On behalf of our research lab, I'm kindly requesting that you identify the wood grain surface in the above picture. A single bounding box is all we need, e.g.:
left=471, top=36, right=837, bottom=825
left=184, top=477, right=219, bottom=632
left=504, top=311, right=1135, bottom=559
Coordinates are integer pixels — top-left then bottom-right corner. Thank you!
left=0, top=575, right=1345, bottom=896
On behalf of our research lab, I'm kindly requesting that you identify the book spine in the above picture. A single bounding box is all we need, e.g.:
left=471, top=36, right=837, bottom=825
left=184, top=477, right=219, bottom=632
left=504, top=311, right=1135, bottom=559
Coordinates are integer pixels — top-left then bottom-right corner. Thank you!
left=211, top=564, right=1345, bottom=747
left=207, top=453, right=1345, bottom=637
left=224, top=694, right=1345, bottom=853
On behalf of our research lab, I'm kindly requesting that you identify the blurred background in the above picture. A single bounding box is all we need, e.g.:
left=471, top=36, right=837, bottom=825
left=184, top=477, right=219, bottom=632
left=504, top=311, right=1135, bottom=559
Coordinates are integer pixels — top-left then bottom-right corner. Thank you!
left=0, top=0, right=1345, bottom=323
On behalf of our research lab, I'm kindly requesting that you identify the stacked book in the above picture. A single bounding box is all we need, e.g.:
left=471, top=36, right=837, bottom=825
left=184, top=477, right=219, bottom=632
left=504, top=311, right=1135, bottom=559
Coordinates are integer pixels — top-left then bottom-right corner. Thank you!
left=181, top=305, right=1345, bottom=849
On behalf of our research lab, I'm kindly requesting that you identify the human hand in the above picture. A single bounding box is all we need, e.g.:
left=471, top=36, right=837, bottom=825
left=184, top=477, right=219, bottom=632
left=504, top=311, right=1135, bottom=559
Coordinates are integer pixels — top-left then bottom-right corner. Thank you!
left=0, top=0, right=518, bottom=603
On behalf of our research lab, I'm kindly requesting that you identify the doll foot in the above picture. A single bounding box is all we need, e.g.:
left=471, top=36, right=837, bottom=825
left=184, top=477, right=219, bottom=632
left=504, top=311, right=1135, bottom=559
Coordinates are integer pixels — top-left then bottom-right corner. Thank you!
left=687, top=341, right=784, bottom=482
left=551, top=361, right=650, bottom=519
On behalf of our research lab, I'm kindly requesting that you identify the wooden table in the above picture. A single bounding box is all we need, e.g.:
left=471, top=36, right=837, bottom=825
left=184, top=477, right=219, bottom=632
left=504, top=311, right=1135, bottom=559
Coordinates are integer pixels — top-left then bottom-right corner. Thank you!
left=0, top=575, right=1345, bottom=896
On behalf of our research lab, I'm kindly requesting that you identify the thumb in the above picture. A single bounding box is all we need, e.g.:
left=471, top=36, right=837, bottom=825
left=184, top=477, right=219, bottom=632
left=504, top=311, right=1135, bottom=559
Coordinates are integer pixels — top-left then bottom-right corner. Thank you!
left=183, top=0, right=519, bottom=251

## WHAT THE TASK REQUIRES
Put the lines above into a Markdown table with the columns "No." and "Line", one numbered row per line, leaving out any blank lines.

## RESPONSE BELOW
| No. | Line |
|---|---|
| 1 | On behalf of our research lab, I'm kindly requesting that you identify the wood grain surface in the above picture. A single bounding box is all we need, e.g.: |
| 2 | left=471, top=36, right=837, bottom=825 |
| 3 | left=184, top=477, right=219, bottom=632 |
| 4 | left=504, top=311, right=1135, bottom=559 |
| 5 | Coordinates are integer pixels — top-left then bottom-right corner. Thank you! |
| 6 | left=0, top=575, right=1345, bottom=896 |
| 7 | On behalf of our research lab, I'm kindly requesting that you identify the book spine in the above picture. A single bounding box is all we need, e.g.: |
| 8 | left=471, top=36, right=837, bottom=825 |
| 9 | left=184, top=477, right=219, bottom=632 |
| 10 | left=504, top=311, right=1135, bottom=559 |
| 11 | Coordinates are integer pixels — top-left then bottom-right corner. Thank you! |
| 12 | left=211, top=564, right=1345, bottom=747 |
| 13 | left=207, top=453, right=1345, bottom=637 |
| 14 | left=224, top=694, right=1345, bottom=853 |
| 15 | On behalf of our research lab, I'm kindly requesting that you identify the blurred background in the above picture. A single bounding box is all we need, e.g.: |
| 16 | left=471, top=36, right=837, bottom=825 |
| 17 | left=184, top=477, right=219, bottom=632 |
| 18 | left=504, top=311, right=1135, bottom=559 |
| 19 | Coordinates are integer pixels — top-left then bottom-right corner. Thank you! |
| 20 | left=0, top=0, right=1345, bottom=323 |
| 21 | On behalf of our research lab, I'm kindly requesting that you identify the stacked book in the above picture. A single bounding box is all we need, e.g.: |
| 22 | left=471, top=36, right=837, bottom=825 |
| 23 | left=184, top=477, right=219, bottom=632 |
| 24 | left=504, top=311, right=1135, bottom=559 |
| 25 | Coordinates are integer pixels — top-left then bottom-right corner. Thank you! |
| 26 | left=181, top=305, right=1345, bottom=849 |
| 27 | On behalf of our research lab, I'm kindly requesting that you identify the human hand in the above picture. A single bounding box is all we need, e.g.: |
| 28 | left=471, top=36, right=837, bottom=825 |
| 29 | left=184, top=477, right=219, bottom=632 |
| 30 | left=504, top=311, right=1135, bottom=559 |
| 31 | Coordinates are integer pixels — top-left then bottom-right corner. Thank you! |
| 32 | left=0, top=0, right=518, bottom=603 |
| 33 | On behalf of our research lab, I'm kindly requesting that you identify the doll foot in the above picture. A single bounding box is all we need, e.g.: |
| 34 | left=471, top=36, right=837, bottom=825 |
| 35 | left=184, top=477, right=219, bottom=632 |
| 36 | left=504, top=311, right=1135, bottom=559 |
| 37 | Coordinates are integer pixels — top-left then bottom-right corner. Thank you! |
| 38 | left=687, top=341, right=784, bottom=482 |
| 39 | left=551, top=361, right=650, bottom=519 |
| 40 | On behalf of our research lab, I'm kindly requesting that you identify the wooden table in the above picture. A single bounding box is all we need, e.g.: |
| 41 | left=471, top=36, right=837, bottom=825 |
| 42 | left=184, top=477, right=219, bottom=632 |
| 43 | left=504, top=311, right=1135, bottom=559 |
| 44 | Coordinates are integer pixels — top-left then bottom-right corner. Thank you! |
| 45 | left=0, top=575, right=1345, bottom=896 |
| 46 | On behalf of our research lab, I'm kindly requesting that you identify the thumb in the above picture. A single bounding box is all we need, e.g.: |
| 47 | left=471, top=36, right=837, bottom=825 |
| 48 | left=184, top=477, right=219, bottom=632 |
| 49 | left=504, top=311, right=1135, bottom=559 |
| 50 | Coordinates are integer pixels — top-left then bottom-right corner. Thank you! |
| 51 | left=183, top=0, right=519, bottom=251 |